What to produce ▸
Tally the lines in the entries below where the string "caramel" occurs. Reply with the total alone.

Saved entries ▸
════════════════════
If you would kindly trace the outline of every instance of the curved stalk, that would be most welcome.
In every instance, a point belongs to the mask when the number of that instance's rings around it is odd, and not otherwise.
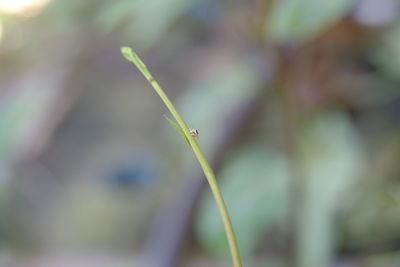
[[[157,94],[160,96],[161,100],[167,106],[168,110],[171,112],[172,116],[177,121],[179,127],[181,128],[183,134],[185,135],[185,139],[189,141],[189,145],[192,148],[194,154],[196,155],[197,160],[204,172],[204,175],[207,178],[207,181],[210,185],[212,194],[214,196],[215,202],[217,203],[218,210],[224,225],[225,233],[228,239],[229,248],[231,251],[232,262],[234,267],[242,267],[242,261],[240,258],[239,247],[236,240],[236,235],[233,230],[232,221],[230,219],[228,209],[226,207],[224,198],[222,197],[221,191],[218,187],[217,180],[215,178],[214,171],[212,170],[210,164],[208,163],[206,157],[204,156],[203,151],[201,150],[199,144],[195,137],[190,134],[190,129],[187,126],[186,122],[183,120],[182,116],[176,110],[175,106],[172,104],[171,100],[165,94],[164,90],[158,84],[158,82],[154,79],[153,75],[151,75],[150,71],[147,69],[146,65],[143,61],[137,56],[137,54],[130,47],[122,47],[121,48],[122,55],[130,62],[135,64],[135,66],[140,70],[143,76],[147,79],[147,81],[151,84]]]

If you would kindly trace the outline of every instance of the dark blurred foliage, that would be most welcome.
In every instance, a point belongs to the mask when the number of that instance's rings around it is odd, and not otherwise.
[[[0,266],[400,266],[397,0],[0,0]]]

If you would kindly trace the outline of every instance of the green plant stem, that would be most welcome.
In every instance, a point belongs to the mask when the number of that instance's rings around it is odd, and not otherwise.
[[[185,134],[187,140],[189,140],[189,144],[193,149],[194,154],[196,155],[197,160],[200,163],[201,168],[203,169],[204,175],[207,178],[207,181],[210,185],[211,191],[213,193],[215,202],[217,203],[219,213],[222,218],[222,222],[225,228],[225,233],[228,239],[229,248],[231,251],[232,262],[234,267],[242,267],[242,261],[240,258],[239,247],[236,240],[236,235],[233,230],[232,221],[230,219],[228,209],[226,207],[224,198],[221,194],[221,190],[219,189],[217,180],[215,178],[214,171],[212,170],[210,164],[208,163],[206,157],[202,149],[200,148],[196,138],[194,138],[190,134],[190,129],[187,126],[186,122],[183,120],[182,116],[176,110],[175,106],[172,104],[171,100],[165,94],[164,90],[158,84],[158,82],[151,75],[146,65],[141,61],[141,59],[136,55],[135,52],[132,51],[129,47],[121,48],[122,54],[128,61],[131,61],[138,67],[138,69],[142,72],[142,74],[146,77],[147,81],[151,84],[157,94],[160,96],[161,100],[167,106],[168,110],[171,112],[172,116],[177,121],[178,125],[182,128],[183,133]]]

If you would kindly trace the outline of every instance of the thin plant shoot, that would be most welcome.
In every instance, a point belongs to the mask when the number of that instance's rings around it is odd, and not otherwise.
[[[218,206],[218,210],[224,225],[225,233],[228,239],[229,248],[231,251],[232,262],[234,267],[242,267],[242,260],[240,258],[239,247],[236,241],[236,235],[233,230],[232,222],[228,214],[228,209],[226,207],[225,201],[222,197],[221,191],[218,187],[217,180],[215,178],[214,171],[210,167],[207,159],[204,156],[203,151],[201,150],[198,142],[197,142],[197,134],[198,131],[195,129],[190,129],[186,122],[183,120],[182,116],[178,113],[175,106],[172,104],[171,100],[165,94],[164,90],[158,84],[158,82],[154,79],[153,75],[148,70],[147,66],[143,63],[143,61],[138,57],[138,55],[132,50],[130,47],[122,47],[121,53],[125,57],[126,60],[132,62],[143,74],[143,76],[147,79],[150,85],[154,88],[157,94],[160,96],[161,100],[167,106],[168,110],[171,112],[173,118],[176,120],[174,122],[170,118],[165,116],[165,119],[184,137],[186,142],[192,148],[194,154],[196,155],[197,160],[200,163],[200,166],[204,172],[204,175],[207,178],[207,181],[210,185],[211,191],[213,193],[215,202]]]

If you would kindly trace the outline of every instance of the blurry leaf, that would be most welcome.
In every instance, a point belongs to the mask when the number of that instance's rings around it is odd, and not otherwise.
[[[260,90],[262,77],[251,63],[243,57],[221,60],[222,67],[214,67],[209,76],[185,90],[180,99],[179,110],[190,126],[201,132],[201,144],[207,155],[212,155],[221,142],[228,115]]]
[[[247,147],[237,151],[219,175],[244,257],[254,254],[287,207],[287,164],[275,151]],[[227,241],[211,194],[204,195],[197,217],[199,241],[212,254],[227,256]]]
[[[127,35],[135,38],[135,46],[144,50],[158,42],[175,20],[197,1],[109,1],[95,17],[95,24],[106,33],[123,24]]]
[[[267,38],[278,42],[304,42],[344,17],[351,0],[275,0],[267,15]]]
[[[372,151],[366,179],[352,193],[341,221],[348,249],[385,246],[400,235],[399,131],[386,134]]]
[[[400,76],[400,23],[387,31],[379,42],[373,60],[385,74],[398,79]]]
[[[330,266],[334,215],[360,175],[362,145],[349,118],[331,113],[305,125],[299,146],[306,179],[298,225],[299,266]]]
[[[38,122],[46,98],[36,89],[20,90],[0,103],[0,158],[12,157]],[[41,114],[40,114],[41,115]]]
[[[382,201],[388,205],[388,206],[400,206],[399,201],[396,199],[396,196],[394,196],[391,192],[382,192]]]
[[[365,267],[397,267],[400,262],[400,252],[388,252],[378,255],[372,255],[361,260]]]

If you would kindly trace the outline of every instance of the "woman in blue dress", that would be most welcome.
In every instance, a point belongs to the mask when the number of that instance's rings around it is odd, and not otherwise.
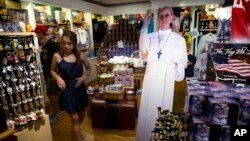
[[[52,59],[51,75],[61,90],[62,105],[70,115],[76,141],[83,140],[80,125],[84,120],[88,104],[84,81],[90,72],[86,54],[77,49],[76,34],[65,30],[61,37],[61,50],[55,53]]]

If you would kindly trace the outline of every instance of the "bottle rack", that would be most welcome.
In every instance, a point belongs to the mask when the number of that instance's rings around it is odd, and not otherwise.
[[[35,33],[0,35],[0,103],[8,128],[16,129],[44,115]]]
[[[150,141],[186,141],[188,115],[157,108],[158,117]]]
[[[126,19],[121,19],[103,39],[103,46],[100,48],[100,55],[106,55],[107,58],[113,56],[128,56],[139,49],[140,32],[137,24],[129,23]],[[117,42],[123,41],[123,48],[117,47]]]

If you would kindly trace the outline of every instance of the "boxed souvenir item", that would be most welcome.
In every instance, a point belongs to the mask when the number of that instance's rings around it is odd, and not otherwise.
[[[190,116],[188,132],[191,141],[209,141],[210,127],[207,118]]]
[[[250,96],[240,96],[240,120],[250,123]]]
[[[239,103],[229,98],[210,98],[209,121],[215,125],[236,125],[238,121]]]
[[[207,115],[208,99],[212,96],[208,90],[189,90],[185,108],[192,115]]]
[[[230,141],[230,126],[222,126],[221,141]]]

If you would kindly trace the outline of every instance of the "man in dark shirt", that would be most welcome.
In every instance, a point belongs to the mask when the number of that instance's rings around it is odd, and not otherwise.
[[[50,123],[56,123],[60,118],[60,110],[58,106],[58,89],[56,83],[53,82],[50,67],[52,63],[52,57],[55,52],[58,52],[60,46],[53,38],[48,35],[48,29],[46,26],[37,26],[35,33],[38,38],[40,46],[40,56],[43,69],[43,76],[46,82],[46,94],[49,97],[52,107],[52,113],[50,113]]]

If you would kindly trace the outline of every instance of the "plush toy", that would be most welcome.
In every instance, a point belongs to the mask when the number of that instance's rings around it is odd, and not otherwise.
[[[201,12],[200,19],[201,19],[201,20],[204,20],[204,19],[207,19],[207,18],[208,18],[208,16],[207,16],[207,11],[203,10],[203,11]]]

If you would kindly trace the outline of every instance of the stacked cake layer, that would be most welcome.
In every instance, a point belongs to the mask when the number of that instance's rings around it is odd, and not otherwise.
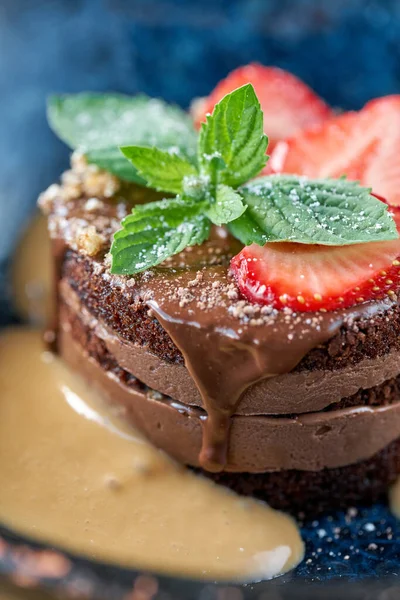
[[[130,192],[132,193],[132,192]],[[394,300],[294,313],[240,298],[223,229],[135,277],[107,251],[129,202],[42,199],[61,355],[160,448],[284,507],[370,501],[400,472]]]

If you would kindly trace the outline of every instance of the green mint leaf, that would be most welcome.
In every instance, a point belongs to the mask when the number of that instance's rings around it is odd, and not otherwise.
[[[240,217],[246,206],[238,192],[227,185],[217,187],[216,201],[205,211],[214,225],[224,225]]]
[[[342,246],[398,238],[388,207],[346,179],[260,177],[240,189],[246,212],[230,223],[242,243]]]
[[[235,221],[228,223],[230,233],[245,246],[258,244],[264,246],[269,240],[262,227],[253,219],[251,212],[245,213]]]
[[[145,146],[123,146],[120,150],[147,185],[160,192],[181,194],[184,177],[197,175],[195,167],[175,153]]]
[[[196,162],[197,133],[189,115],[162,100],[97,93],[53,96],[47,116],[71,148],[121,179],[144,183],[120,146],[157,146]]]
[[[202,244],[210,234],[202,211],[199,202],[179,197],[136,206],[114,235],[111,272],[134,275],[187,246]]]
[[[216,104],[203,123],[199,136],[201,171],[212,176],[217,170],[219,183],[237,187],[265,166],[267,145],[260,103],[253,86],[244,85]]]

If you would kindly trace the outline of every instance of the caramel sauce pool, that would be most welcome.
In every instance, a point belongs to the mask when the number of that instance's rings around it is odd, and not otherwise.
[[[20,296],[32,275],[48,281],[43,239],[31,235],[15,263],[18,306],[31,316]],[[289,516],[170,460],[45,351],[34,329],[0,332],[0,489],[2,524],[94,560],[257,581],[303,558]]]
[[[12,285],[16,308],[30,323],[44,326],[53,311],[52,260],[46,219],[37,214],[14,256]]]

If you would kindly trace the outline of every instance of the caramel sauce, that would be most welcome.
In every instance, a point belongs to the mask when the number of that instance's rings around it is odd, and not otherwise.
[[[293,568],[291,518],[173,463],[28,329],[0,337],[0,522],[95,560],[212,580]]]
[[[50,245],[35,218],[16,253],[21,315],[53,312]],[[255,581],[295,567],[294,521],[193,474],[151,446],[28,328],[0,334],[0,522],[137,569]]]
[[[53,311],[53,279],[47,221],[38,214],[22,237],[12,270],[16,308],[26,321],[39,326],[47,323]]]

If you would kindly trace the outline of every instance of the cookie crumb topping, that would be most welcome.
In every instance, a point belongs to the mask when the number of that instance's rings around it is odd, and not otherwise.
[[[103,235],[97,233],[94,225],[85,228],[75,240],[77,249],[87,256],[96,256],[106,244]]]
[[[86,210],[98,210],[101,208],[99,198],[111,198],[120,185],[114,175],[89,164],[83,154],[75,151],[71,155],[71,169],[61,176],[61,185],[52,184],[39,196],[38,202],[43,212],[49,214],[57,199],[69,202],[88,196]]]

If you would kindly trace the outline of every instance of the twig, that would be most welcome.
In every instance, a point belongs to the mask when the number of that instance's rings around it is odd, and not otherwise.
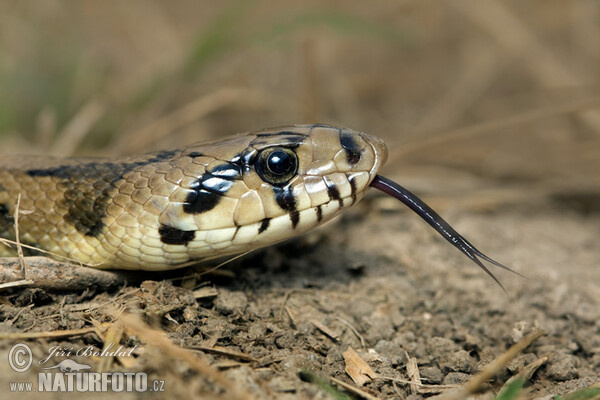
[[[259,360],[249,356],[248,354],[240,353],[239,351],[232,351],[222,347],[207,347],[207,346],[186,346],[186,349],[202,351],[204,353],[216,354],[219,356],[225,356],[230,358],[237,358],[238,360],[247,362],[258,362]]]
[[[311,319],[310,322],[314,326],[316,326],[318,330],[320,330],[321,332],[323,332],[325,334],[325,336],[328,336],[334,342],[337,342],[337,341],[340,340],[340,338],[338,337],[338,335],[334,331],[332,331],[331,329],[329,329],[329,327],[325,326],[325,324],[317,321],[316,319]]]
[[[383,379],[386,381],[402,383],[404,385],[415,385],[420,388],[419,393],[442,392],[444,390],[457,389],[460,387],[460,385],[432,385],[432,384],[428,384],[428,383],[415,382],[412,380],[409,381],[408,379],[392,378],[391,376],[381,376],[381,375],[377,375],[377,377],[375,377],[375,379]]]
[[[0,271],[0,277],[2,277],[1,271]],[[29,286],[29,285],[34,285],[34,284],[35,284],[35,281],[32,279],[21,279],[18,281],[0,283],[0,290],[15,288],[15,287],[19,287],[19,286]]]
[[[27,280],[21,279],[20,260],[0,259],[0,289],[30,284],[50,290],[79,290],[88,287],[115,287],[142,279],[135,271],[105,271],[55,261],[46,257],[26,257]],[[138,278],[136,278],[138,277]]]
[[[358,337],[358,339],[360,340],[360,345],[362,346],[363,349],[367,347],[367,345],[365,344],[365,339],[362,337],[362,335],[360,333],[358,333],[358,331],[352,326],[352,324],[350,322],[346,321],[345,319],[343,319],[341,317],[336,317],[336,318],[343,324],[348,325],[348,327],[350,328],[352,333],[354,333],[356,335],[356,337]]]
[[[17,195],[17,204],[15,205],[15,212],[13,219],[15,221],[15,242],[17,245],[17,255],[19,256],[19,265],[21,266],[21,272],[23,273],[23,279],[27,280],[27,266],[25,264],[25,257],[23,256],[23,247],[21,246],[21,240],[19,239],[19,208],[21,207],[21,193]]]

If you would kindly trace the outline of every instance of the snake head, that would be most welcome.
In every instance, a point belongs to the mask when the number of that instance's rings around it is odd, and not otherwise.
[[[356,203],[387,158],[381,139],[326,125],[281,127],[255,136],[242,156],[244,183],[260,197],[264,217],[286,217],[289,229],[282,231],[293,234]]]
[[[203,173],[182,181],[183,213],[163,213],[161,223],[195,230],[186,245],[192,258],[206,259],[268,246],[333,218],[364,196],[387,148],[349,129],[293,125],[191,146],[182,156]]]

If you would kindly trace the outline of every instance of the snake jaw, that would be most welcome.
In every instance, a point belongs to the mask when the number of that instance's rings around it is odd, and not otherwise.
[[[496,278],[496,276],[479,260],[478,257],[485,261],[502,268],[506,271],[512,272],[513,274],[524,277],[519,272],[500,264],[499,262],[491,259],[490,257],[483,254],[475,246],[473,246],[467,239],[465,239],[460,233],[458,233],[448,222],[446,222],[437,212],[429,207],[423,200],[418,198],[416,195],[400,186],[396,182],[383,177],[381,175],[375,176],[371,182],[371,186],[375,189],[379,189],[382,192],[389,194],[390,196],[400,200],[408,208],[413,210],[419,217],[427,222],[433,229],[435,229],[444,239],[450,242],[454,247],[460,250],[464,255],[469,257],[479,268],[485,271],[501,288],[506,292],[506,289],[502,283]]]

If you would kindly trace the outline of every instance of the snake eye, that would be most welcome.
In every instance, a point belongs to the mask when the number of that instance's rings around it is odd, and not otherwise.
[[[282,186],[298,172],[298,157],[285,147],[265,149],[258,154],[256,172],[263,181]]]

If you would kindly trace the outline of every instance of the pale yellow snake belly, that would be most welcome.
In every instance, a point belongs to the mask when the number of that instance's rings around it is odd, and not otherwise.
[[[124,159],[0,159],[0,237],[98,268],[167,270],[304,233],[371,186],[402,200],[482,268],[478,252],[377,175],[374,136],[294,125]],[[497,263],[495,263],[497,264]],[[498,265],[498,264],[497,264]],[[487,271],[487,269],[486,269]]]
════════════════════
Response box ▸
2